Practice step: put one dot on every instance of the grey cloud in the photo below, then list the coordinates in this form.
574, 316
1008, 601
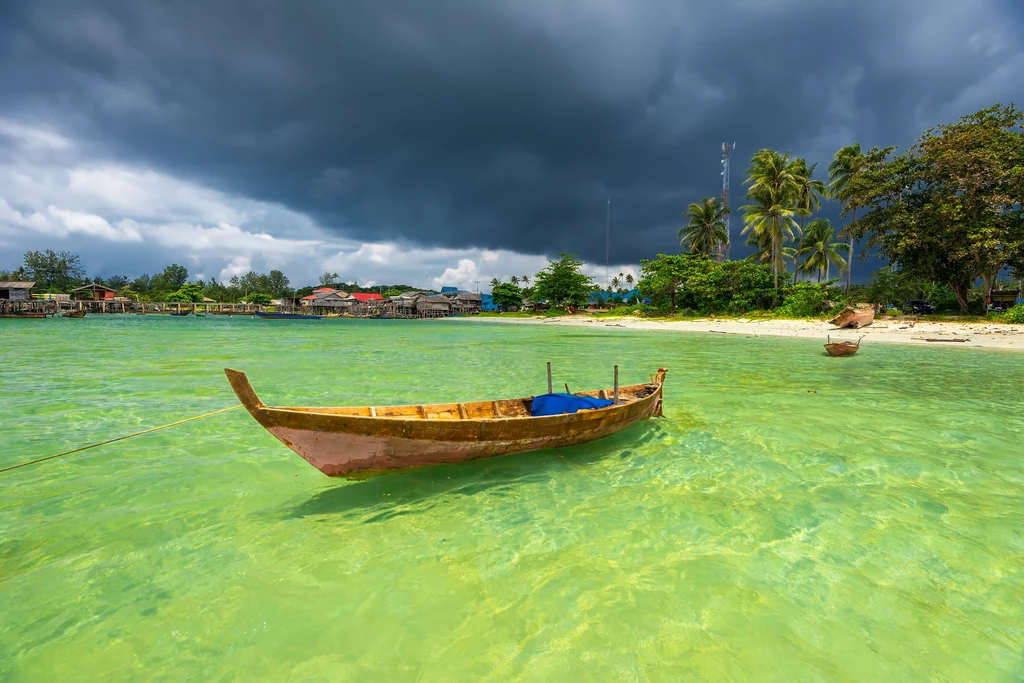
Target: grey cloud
500, 125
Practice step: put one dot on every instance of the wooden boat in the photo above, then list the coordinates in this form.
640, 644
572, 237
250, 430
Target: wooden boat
842, 348
286, 316
853, 317
32, 313
345, 441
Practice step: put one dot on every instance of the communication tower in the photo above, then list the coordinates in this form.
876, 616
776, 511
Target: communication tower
726, 151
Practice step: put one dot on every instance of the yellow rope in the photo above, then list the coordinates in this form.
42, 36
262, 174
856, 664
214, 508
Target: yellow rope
119, 438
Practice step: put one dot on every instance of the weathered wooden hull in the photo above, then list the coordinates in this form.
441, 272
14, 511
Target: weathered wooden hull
359, 444
287, 316
842, 348
853, 317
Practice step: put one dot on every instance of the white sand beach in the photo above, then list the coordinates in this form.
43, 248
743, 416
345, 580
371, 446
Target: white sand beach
983, 335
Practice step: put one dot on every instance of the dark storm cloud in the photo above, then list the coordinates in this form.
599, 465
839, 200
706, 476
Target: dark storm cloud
496, 125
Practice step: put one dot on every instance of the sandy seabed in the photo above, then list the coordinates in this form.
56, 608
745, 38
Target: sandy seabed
971, 335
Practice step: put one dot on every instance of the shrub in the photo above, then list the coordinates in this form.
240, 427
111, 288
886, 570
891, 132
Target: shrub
1015, 314
806, 300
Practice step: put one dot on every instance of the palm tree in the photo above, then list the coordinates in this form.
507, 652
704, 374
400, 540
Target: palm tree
819, 250
809, 196
706, 230
843, 171
769, 221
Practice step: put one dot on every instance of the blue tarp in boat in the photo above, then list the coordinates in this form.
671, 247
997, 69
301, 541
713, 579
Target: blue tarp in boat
560, 403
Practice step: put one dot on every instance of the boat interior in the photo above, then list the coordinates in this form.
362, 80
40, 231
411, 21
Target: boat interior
480, 410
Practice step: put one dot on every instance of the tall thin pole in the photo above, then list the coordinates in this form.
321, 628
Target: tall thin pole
726, 150
607, 242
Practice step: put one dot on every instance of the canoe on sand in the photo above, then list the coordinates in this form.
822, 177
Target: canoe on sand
364, 440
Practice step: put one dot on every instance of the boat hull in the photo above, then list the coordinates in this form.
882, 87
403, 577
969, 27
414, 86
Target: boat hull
838, 349
359, 445
853, 317
287, 316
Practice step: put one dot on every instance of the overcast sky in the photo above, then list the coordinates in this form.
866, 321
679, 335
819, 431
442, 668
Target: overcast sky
446, 141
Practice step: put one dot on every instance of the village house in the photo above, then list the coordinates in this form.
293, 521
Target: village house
16, 291
93, 292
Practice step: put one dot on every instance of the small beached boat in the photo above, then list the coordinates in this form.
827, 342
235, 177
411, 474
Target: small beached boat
286, 316
853, 317
842, 348
345, 441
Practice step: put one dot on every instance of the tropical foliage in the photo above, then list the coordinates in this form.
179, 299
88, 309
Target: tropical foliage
563, 283
706, 233
506, 295
951, 208
769, 219
819, 251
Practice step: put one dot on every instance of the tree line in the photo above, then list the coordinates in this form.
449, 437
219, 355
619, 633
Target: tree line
947, 212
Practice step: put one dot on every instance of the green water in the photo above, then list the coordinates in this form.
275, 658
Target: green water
795, 517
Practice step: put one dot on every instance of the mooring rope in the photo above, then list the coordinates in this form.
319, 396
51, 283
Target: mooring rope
119, 438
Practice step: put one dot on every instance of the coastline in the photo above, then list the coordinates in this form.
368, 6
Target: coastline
979, 335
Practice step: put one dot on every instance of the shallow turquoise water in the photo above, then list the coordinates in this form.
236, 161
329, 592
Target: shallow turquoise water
796, 517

(Task statement): Reproduce all of the data above verbatim, omitting the pictures.

(Response):
Practice step: put one dot on every instance of the grey cloud in the photo below, then list the coordinates in this form.
574, 316
1008, 601
Target: grey cloud
500, 125
Practice step: put one dot on every instance of the wooden boat in the photo above, then list the coordinates in this form.
640, 644
572, 237
250, 430
Target: wooden boat
842, 348
286, 316
853, 317
32, 313
345, 441
Practice step: put one dot on every instance of the communication tower in the photo above, then list the coordinates in this form.
876, 616
776, 511
Target: communication tower
726, 151
Practice step: put one dot on every instance of the yellow rope in the photo above, then list the coordinates in this form.
42, 36
262, 174
856, 664
214, 508
Target: yellow rope
119, 438
Practice step: put one dot on every instance of the weathered wooden hull in the photo above, then list the coordinates in this form.
441, 272
14, 511
Target: weathered wooden hull
359, 444
287, 316
842, 348
853, 317
Practice step: put one dot on every instance of the white sand beach in the photo above, then list the coordinates in this form.
43, 248
743, 416
345, 580
371, 446
Target: white sand beach
983, 335
Practice step: put one dot on every instance of the dark storm cloud in the photo above, then list the coordinates in this form.
599, 465
839, 200
706, 476
Target: dark storm cloud
496, 125
Practice step: put one dot on every instance of the sandy seabed in the photo above, then list the coordinates in this form.
56, 608
745, 38
Target: sandy seabed
971, 335
Practice step: put one dot on every instance of the shrub in the photo above, then list the coordinates in this form.
240, 427
111, 288
886, 570
891, 132
Target: shrub
1015, 314
806, 300
Practice step: put one dot on every instance of the palm tree in the photo above, then list the coordinates in this form.
507, 652
704, 374
400, 540
Target: palm tree
819, 250
809, 196
706, 230
843, 171
769, 221
Practice step: put one dot on every instance of the blue tarp in boat in the photo above, then list the coordinates in this form.
671, 247
997, 69
301, 541
713, 579
Target: blue tarp in boat
560, 403
Practice step: put one dot on every instance of the boat interior in the photo above, then list the coordinates in this form.
362, 80
40, 231
411, 21
Target: boat interior
480, 410
Practice step: put one dot on every instance of the tall thin pole in the photo above, then list the coordinates in this form.
321, 628
Target: tall thin pole
726, 150
607, 242
Practice step: put one dot on every instance of the canoe on sand in the photo above, then list the coordinates in this form.
822, 177
Target: canoe on sand
364, 440
Practice step: put one dot on every instance of the boat hull in the photo above, then list the coordinates in this form.
882, 87
403, 577
969, 27
414, 86
Target: boat hull
838, 349
359, 445
853, 317
287, 316
Practice step: put one dot on every instance of the overcast sky in the photo above, then list the coordinates in this form.
866, 321
679, 335
819, 431
442, 668
Target: overcast sky
446, 141
Practice step: put one dot on every instance of the village house in the photo above, then list the coordinates in this form.
293, 521
Target: village house
16, 291
93, 292
Practice step: put one dot on every instance of the small beached boat in the photo above, then list the coordinates in this form.
827, 342
235, 177
411, 474
Target: small beached boat
286, 316
853, 317
842, 348
345, 441
Practice step: put one dot on every instance of the tropical foliage in the photo above, then list the coordinates in this form.
179, 299
88, 309
Target: tropical foliage
563, 283
706, 233
506, 295
951, 208
769, 219
819, 251
Practice step: put one dot on every instance of the tree line in the photo above, then list the coordinates in this form.
449, 437
219, 355
619, 633
Target: tree line
947, 212
Practice step: put one dot on every instance of the green water in the photo above, then list the coordinates in this form.
275, 658
Target: green water
795, 517
Practice step: put one dot on every instance of the mooring rope in the photo above, then list the coordinates in this form.
319, 396
51, 283
Target: mooring rope
119, 438
Practice step: put one dot on every instance of the coastline in the photo above, then list the coordinates in this form.
368, 6
Target: coastline
979, 335
Practice step: put one dot on every instance of the shallow turquoise water in the photo above, then list the coordinates in this form.
236, 161
329, 592
Target: shallow turquoise water
796, 517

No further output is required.